APPLY WHAT YOU READ
1. Answer these questions from the article on China's one-child policy.
(a) According to the article, what was the policy implemented to do?
(b) On what date did family planning officials visit Wei Linrong at home?
(c) What was Wei Linrong given at the hospital?
2. Decide whether each statement agrees with the article on China's one-child policy, quoting the words that settle it.
(a) Liang Yage and Wei Linrong had two children before the officials' visit.
(b) The couple expected they could pay a fine and keep their second baby.
(c) The article says the gender gap may increase human trafficking.
3. Write the next part of the article on China's one-child policy, starting after its final sentence.

READING TEXT
----------------

China's Forced Abortions Increase Trafficking
China's one child family planning policy, which has often been criticized as forced abortions, has led to a gender gap which may increase human trafficking in the region.
China's strict one-child-per-family policy was implemented to keep the population in check, but has resulted in the government forcing thousands upon thousands of pregnant women to get abortions against their will. According to a recent story on NPR,
Liang Yage and his wife Wei Linrong had one child and believed that — like many other couples — they could pay a fine and keep their second baby. Wei was 7 months pregnant when 10 family planning officials visited her at home on April 16.
The couple goes on to descibe being forced to go to the hospital, where Wei Linrong was given injections to terminate her pregnancy, depsite her refusal to sign a consent form. Such a policy is not only cruel and inhumane on a personal level, but it has resulted in the gendercide of millions of baby girls, leaving a vast gender gap in the millenial generation.

----------------

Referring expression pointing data
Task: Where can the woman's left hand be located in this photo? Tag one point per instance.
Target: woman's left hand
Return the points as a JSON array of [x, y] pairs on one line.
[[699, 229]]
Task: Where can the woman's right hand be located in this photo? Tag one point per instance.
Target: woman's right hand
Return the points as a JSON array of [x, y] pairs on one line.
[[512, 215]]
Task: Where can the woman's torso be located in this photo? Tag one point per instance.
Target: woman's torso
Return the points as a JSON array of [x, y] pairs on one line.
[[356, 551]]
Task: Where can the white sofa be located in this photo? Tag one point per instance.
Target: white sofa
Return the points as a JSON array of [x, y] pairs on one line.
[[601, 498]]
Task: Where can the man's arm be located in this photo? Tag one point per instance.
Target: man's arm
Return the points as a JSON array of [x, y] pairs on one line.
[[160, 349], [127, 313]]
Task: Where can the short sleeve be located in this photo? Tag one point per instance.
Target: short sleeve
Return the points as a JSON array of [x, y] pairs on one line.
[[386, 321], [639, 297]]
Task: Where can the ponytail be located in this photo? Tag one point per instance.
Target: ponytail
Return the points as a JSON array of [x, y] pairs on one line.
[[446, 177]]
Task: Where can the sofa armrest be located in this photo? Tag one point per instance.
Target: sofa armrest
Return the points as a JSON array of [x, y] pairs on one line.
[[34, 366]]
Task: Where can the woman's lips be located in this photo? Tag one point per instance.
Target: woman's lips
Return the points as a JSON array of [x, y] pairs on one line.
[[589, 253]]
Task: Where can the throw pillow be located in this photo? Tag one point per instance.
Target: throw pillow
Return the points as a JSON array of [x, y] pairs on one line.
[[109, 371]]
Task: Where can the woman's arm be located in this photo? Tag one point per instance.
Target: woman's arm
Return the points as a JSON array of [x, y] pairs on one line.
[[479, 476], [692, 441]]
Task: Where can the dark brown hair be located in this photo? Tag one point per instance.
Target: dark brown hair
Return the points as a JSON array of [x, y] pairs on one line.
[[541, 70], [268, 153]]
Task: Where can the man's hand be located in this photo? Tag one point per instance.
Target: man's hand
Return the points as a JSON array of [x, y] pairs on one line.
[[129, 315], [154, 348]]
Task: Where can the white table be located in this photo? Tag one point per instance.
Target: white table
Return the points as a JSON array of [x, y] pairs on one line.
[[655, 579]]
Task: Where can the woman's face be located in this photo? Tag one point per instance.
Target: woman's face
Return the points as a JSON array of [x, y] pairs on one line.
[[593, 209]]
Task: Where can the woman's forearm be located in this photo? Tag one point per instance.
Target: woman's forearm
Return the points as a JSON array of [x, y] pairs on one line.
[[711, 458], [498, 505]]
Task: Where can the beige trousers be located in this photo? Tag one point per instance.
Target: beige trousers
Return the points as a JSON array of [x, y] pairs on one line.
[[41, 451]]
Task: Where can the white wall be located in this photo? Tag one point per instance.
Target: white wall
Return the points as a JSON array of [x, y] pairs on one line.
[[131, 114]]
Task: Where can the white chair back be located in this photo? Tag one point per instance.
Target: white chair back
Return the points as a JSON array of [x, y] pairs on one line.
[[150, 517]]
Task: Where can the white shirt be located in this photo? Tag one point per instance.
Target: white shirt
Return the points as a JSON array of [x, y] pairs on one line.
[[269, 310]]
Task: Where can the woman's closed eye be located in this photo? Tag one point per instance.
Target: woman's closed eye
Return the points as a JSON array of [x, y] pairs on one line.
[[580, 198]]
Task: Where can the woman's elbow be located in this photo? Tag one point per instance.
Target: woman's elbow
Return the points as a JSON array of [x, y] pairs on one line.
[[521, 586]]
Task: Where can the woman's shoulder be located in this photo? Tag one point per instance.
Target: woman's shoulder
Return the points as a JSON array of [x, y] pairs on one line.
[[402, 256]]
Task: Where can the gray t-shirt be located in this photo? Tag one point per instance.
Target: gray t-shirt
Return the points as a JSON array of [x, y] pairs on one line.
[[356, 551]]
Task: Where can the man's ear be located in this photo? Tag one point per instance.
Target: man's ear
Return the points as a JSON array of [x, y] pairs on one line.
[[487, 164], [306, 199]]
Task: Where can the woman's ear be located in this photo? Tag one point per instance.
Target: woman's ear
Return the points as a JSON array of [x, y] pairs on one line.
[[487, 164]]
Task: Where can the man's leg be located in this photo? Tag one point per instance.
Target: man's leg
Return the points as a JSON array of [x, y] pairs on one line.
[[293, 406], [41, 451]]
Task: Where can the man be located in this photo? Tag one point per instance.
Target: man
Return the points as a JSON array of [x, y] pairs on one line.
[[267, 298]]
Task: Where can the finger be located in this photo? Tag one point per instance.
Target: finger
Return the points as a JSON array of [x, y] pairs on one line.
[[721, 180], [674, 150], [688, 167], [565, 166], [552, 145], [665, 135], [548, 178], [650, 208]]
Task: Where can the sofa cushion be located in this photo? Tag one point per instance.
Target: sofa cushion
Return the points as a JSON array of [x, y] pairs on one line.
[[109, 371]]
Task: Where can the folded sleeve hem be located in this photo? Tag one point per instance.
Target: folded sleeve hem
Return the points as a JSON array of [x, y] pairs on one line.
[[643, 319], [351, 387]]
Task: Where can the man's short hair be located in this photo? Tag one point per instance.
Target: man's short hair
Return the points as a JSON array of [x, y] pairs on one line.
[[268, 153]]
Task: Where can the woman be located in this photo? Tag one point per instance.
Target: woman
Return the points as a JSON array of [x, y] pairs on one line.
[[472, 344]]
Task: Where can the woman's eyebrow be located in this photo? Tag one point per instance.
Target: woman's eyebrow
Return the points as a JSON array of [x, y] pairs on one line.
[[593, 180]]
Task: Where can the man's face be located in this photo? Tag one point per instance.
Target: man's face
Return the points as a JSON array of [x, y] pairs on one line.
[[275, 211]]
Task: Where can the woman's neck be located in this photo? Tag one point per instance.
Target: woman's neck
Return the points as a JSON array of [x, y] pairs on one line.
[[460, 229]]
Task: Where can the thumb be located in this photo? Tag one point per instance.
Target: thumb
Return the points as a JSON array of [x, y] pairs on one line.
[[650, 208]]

----------------

ANSWERS FOR THIS EXERCISE
1.
(a) To keep the population in check.
(b) April 16.
(c) Injections to terminate her pregnancy.

2.
(a) No: "Liang Yage and his wife Wei Linrong had one child".
(b) Yes: "they could pay a fine and keep their second baby".
(c) Yes: "has led to a gender gap which may increase human trafficking in the region".

3.
Now, an estimated 30 million Chinese men may not be able to marry, for lack of women their age. Sadly, the answer to this issue has increasingly been to traffic women from other Asian countries into China. In the past several years, human trafficking of women and girls for sex and marriage into China has increased. And if the one-child policy continues and the gender gap grows, human trafficking will surely grow with it.
This is one more sad example of how one human rights violation often leads to another, and policies that are intended to increase social stability at the cost of personal freedom, when they ignore basic rights, will ultimately fail.